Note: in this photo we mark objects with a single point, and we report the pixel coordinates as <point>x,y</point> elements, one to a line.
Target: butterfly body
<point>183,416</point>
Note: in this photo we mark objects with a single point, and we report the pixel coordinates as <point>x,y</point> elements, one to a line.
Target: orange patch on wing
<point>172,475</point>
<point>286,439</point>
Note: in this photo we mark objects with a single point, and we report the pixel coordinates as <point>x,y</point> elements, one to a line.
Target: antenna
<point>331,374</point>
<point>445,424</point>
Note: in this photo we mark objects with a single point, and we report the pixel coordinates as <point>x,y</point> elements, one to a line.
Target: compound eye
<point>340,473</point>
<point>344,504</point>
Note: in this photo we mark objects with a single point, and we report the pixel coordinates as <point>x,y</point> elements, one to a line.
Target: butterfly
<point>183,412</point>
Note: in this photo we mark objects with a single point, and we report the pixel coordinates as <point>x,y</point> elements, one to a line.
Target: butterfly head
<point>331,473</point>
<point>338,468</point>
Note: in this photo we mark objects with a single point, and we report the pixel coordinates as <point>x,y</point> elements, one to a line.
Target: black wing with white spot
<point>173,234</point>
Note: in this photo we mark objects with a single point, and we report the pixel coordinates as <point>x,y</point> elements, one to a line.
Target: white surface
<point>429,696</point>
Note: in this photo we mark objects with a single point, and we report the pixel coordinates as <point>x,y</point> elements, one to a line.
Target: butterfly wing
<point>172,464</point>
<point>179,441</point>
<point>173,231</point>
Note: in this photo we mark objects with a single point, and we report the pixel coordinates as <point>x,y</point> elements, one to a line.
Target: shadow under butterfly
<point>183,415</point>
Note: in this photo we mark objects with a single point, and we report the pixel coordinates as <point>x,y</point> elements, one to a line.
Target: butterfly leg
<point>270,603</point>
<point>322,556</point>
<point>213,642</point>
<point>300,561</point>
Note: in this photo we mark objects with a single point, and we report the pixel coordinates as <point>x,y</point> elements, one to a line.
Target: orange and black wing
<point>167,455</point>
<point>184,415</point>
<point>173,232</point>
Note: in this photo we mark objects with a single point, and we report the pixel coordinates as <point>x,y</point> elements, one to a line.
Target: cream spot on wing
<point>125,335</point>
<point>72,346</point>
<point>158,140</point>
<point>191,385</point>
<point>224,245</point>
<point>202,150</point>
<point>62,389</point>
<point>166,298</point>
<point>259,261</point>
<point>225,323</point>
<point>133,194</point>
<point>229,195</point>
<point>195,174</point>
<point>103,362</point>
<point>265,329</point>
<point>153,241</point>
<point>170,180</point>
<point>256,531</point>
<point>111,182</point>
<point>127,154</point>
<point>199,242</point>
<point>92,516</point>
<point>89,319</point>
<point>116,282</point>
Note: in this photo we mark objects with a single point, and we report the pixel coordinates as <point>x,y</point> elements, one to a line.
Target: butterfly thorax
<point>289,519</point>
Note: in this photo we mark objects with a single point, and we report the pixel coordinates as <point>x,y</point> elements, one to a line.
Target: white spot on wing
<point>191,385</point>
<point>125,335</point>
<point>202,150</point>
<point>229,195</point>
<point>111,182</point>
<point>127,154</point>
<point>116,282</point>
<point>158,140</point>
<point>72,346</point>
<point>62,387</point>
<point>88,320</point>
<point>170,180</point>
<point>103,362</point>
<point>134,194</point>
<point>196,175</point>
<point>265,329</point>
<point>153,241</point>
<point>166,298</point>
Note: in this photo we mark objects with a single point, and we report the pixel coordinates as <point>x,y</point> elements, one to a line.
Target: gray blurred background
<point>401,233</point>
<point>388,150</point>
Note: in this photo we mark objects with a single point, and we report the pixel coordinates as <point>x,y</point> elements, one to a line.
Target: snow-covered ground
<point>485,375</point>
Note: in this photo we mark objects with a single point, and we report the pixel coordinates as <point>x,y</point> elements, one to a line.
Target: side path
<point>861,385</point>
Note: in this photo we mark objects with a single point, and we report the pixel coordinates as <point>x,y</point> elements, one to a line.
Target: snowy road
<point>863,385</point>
****
- [Given problem]: Can you reproduce every line from the start of the records through the line holding "<point>183,416</point>", inclusive, and offset each x and y coordinate in the answers by -103 while leaving all other text unchanged?

- [Written reply]:
Note: in this photo we mark objects with a single point, and we report the pixel coordinates as <point>x,y</point> elements, one to a line.
Target: butterfly body
<point>80,313</point>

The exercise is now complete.